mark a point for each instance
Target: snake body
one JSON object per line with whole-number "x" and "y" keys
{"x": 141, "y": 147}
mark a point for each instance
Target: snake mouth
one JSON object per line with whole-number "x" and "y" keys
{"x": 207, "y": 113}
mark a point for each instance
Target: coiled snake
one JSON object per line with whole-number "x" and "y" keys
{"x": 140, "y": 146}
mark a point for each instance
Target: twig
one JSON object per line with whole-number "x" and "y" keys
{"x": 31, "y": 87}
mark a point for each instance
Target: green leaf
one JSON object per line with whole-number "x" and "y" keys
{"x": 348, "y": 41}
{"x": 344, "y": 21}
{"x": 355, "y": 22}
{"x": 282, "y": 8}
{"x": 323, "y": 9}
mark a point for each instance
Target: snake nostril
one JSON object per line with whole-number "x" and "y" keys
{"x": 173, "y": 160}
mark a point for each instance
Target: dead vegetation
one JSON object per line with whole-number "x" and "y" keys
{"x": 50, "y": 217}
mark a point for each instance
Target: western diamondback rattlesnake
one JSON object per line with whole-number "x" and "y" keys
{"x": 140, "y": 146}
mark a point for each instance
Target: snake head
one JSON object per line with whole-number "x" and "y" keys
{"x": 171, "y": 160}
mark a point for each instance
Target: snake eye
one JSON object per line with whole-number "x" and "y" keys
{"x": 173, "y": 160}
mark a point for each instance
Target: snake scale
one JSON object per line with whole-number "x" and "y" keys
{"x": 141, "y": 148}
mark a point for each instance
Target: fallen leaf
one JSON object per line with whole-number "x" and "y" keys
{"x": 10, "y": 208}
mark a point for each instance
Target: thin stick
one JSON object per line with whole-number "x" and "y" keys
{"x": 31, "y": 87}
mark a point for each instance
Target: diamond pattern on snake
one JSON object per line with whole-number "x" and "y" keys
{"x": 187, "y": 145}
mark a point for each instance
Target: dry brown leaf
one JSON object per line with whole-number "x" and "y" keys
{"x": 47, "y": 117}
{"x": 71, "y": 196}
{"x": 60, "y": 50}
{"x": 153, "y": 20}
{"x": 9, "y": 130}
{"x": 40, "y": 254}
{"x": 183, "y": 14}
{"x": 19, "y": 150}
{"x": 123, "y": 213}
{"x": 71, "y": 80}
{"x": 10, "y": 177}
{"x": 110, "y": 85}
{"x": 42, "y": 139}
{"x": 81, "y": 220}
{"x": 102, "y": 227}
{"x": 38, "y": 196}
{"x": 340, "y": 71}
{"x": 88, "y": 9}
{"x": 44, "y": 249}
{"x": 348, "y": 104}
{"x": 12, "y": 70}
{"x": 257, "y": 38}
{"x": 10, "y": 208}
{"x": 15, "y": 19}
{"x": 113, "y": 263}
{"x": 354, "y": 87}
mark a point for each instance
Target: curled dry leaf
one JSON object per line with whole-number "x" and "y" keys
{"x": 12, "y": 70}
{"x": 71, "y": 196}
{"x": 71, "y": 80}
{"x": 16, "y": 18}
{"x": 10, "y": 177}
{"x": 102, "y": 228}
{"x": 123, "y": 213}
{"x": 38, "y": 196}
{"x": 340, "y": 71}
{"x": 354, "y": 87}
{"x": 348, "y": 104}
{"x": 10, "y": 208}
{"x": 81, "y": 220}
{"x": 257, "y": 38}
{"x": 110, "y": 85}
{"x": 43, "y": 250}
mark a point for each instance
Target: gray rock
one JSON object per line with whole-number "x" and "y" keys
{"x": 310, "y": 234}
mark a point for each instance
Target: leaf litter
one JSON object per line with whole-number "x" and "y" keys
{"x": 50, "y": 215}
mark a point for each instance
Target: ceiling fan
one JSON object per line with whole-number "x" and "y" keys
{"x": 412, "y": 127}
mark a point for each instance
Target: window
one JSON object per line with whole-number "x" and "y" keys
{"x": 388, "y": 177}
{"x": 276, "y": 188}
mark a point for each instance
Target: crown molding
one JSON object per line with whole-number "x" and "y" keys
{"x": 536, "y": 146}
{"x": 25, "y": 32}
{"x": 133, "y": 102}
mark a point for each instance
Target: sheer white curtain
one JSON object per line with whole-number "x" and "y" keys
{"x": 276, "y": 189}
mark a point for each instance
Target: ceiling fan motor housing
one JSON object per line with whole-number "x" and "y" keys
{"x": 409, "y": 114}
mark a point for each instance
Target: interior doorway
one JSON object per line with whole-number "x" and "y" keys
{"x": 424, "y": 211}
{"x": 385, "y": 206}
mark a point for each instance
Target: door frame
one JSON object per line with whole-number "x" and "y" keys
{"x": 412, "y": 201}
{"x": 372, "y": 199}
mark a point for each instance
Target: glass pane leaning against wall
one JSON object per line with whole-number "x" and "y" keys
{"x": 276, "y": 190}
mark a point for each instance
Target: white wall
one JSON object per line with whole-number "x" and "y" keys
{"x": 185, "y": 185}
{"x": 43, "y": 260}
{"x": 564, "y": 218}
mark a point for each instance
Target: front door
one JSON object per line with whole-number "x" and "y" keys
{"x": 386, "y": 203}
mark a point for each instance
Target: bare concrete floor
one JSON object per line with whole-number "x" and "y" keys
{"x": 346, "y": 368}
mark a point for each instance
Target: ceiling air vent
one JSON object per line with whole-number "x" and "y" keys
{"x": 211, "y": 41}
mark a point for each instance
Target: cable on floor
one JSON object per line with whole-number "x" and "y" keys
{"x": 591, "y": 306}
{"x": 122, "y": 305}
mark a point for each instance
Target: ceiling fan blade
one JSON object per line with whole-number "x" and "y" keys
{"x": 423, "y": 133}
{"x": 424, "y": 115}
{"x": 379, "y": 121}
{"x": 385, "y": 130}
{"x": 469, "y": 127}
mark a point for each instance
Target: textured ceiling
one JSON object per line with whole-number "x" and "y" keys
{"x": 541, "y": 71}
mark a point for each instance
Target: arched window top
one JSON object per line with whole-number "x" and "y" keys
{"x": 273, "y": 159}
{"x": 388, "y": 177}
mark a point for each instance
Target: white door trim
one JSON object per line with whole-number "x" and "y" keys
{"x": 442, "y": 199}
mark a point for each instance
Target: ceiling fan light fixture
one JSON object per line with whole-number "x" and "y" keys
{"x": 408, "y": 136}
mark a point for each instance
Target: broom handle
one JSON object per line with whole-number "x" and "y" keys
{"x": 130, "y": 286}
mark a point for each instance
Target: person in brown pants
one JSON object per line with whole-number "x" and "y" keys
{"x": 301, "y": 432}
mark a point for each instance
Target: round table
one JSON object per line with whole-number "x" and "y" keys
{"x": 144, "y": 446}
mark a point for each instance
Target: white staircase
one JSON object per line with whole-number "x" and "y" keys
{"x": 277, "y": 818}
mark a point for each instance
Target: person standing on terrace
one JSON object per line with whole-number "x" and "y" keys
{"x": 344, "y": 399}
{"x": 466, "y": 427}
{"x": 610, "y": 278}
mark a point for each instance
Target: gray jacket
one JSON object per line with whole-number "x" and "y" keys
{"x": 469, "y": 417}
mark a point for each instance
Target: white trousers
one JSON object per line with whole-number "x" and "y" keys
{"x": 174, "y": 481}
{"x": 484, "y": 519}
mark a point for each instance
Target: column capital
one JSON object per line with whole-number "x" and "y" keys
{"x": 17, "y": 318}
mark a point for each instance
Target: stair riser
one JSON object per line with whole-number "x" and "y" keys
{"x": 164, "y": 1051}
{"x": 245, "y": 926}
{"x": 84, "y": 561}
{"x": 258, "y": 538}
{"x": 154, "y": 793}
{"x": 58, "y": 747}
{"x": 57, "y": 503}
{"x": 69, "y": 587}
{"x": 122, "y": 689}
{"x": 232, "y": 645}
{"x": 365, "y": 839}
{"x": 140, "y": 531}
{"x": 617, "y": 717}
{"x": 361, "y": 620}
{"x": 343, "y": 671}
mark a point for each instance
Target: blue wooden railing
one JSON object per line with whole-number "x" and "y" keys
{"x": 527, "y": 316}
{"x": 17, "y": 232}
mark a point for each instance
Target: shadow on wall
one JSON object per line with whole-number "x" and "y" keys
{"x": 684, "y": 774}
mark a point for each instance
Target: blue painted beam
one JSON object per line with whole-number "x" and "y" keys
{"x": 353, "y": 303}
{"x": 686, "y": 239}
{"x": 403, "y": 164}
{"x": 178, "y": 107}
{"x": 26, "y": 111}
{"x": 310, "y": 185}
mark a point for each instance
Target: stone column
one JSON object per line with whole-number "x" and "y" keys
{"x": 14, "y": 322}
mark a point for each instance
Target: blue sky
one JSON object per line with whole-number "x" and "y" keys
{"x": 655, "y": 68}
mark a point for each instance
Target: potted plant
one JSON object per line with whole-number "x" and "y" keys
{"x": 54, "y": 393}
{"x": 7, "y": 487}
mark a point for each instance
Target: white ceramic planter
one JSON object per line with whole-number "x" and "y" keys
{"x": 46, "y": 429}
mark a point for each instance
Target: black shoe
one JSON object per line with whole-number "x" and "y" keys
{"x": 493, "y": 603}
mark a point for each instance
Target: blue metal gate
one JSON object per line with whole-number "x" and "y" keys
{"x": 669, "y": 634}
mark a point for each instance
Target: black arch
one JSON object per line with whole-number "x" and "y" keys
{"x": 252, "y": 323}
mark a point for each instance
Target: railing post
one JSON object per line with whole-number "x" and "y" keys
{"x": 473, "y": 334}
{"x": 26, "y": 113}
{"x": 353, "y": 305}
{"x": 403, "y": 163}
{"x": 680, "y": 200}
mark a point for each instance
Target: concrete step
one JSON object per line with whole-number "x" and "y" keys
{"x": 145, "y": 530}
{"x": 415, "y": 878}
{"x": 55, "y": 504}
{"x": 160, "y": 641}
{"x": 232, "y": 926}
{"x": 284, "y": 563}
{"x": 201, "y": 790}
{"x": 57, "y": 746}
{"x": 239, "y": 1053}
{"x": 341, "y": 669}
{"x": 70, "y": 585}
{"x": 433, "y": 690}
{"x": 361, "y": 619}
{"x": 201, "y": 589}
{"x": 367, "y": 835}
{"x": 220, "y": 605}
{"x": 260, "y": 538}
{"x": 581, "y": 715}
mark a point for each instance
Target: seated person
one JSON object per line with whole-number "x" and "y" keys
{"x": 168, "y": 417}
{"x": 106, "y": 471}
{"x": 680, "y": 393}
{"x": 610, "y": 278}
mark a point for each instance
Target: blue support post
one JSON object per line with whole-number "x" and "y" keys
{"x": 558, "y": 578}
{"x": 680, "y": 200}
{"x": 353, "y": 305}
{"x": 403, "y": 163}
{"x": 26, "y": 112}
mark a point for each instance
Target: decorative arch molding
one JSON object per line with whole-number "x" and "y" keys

+ + +

What to do | Say how many lines in the records above hold "column", and give no other text.

Task solution | 2